-- Exercise goal --
Write out, word for word, the part of the listing below that opens with the line containing "on the tile" and closes with the line containing "on the lower", keeping both of those lines and adding no others.

-- Supplied records --
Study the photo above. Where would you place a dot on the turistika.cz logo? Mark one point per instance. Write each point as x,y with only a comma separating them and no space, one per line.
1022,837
* * *
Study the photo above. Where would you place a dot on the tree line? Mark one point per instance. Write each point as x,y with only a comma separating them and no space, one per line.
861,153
...
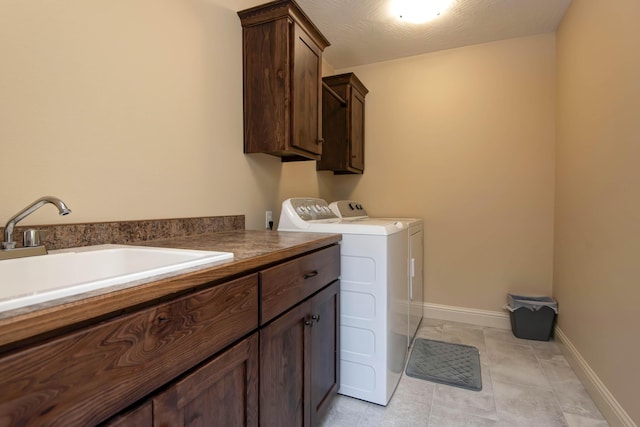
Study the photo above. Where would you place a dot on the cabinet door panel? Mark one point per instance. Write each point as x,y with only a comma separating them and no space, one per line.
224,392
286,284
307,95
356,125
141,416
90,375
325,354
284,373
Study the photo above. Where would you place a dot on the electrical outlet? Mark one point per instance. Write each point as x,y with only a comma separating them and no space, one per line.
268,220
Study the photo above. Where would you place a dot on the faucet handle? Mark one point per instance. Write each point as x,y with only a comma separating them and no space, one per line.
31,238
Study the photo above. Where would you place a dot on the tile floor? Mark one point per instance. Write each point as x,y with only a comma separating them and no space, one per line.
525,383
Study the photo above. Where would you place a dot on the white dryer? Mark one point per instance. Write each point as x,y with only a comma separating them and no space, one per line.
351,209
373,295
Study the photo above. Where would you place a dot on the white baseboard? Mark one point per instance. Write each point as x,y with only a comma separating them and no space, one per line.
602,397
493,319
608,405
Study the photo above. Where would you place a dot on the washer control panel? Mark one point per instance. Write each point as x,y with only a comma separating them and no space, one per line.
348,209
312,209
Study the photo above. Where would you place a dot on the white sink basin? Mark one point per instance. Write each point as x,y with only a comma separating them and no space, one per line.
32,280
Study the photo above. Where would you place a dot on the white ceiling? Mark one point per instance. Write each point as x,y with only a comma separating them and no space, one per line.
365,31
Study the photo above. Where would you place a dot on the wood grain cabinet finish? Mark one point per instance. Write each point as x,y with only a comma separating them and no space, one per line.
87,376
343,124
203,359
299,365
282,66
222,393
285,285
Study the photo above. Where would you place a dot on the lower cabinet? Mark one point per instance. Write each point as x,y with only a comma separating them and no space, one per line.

-- Output of the task --
Study the photo above. Where would you place a dot on the tile floor? Mark one point per instance. Write each point as x,y with only a comma separating them and no space, one per line.
525,383
Study the photo above. Where would you place a dot on the white dryer? Mark one point per instance. Write each point as x,y with only a comma separating them and no space, one per line.
351,209
373,295
Study the photo above. Where would you place a dot on the white baseboard? Mark one point per instance. Write each point as x,y with only a comma separating them and no space, one per line.
602,397
493,319
608,405
Study the photo above. Where would you place a dot on the washer control panel? Mark one point per instance. Write each point as x,y with only a comma separating them and no space, one per line.
348,209
312,209
Study the photo above. Where would you place a dot on the white sink basin? Mark one point per instance. Write each point as x,y with only a comma separating them and no space, one per line.
32,280
Study the photo above. Where would you place a dot on the white ceiling? Mark one point per instance. Write each point as x,y with only a comma separating them and no space, one per line.
365,31
Study the photo above. Where would you place a dot on the wood grain cabinet finish? Mark one point per instance. Write each point as x,y with only a comma separating them and no space, one per line.
87,376
343,124
203,359
299,365
282,66
222,393
285,285
Study the photo above. Where would you place a dot on the lower cabinet? Mark one point per instance. Write each point as x,y with only a comma separating them and no space, one per line.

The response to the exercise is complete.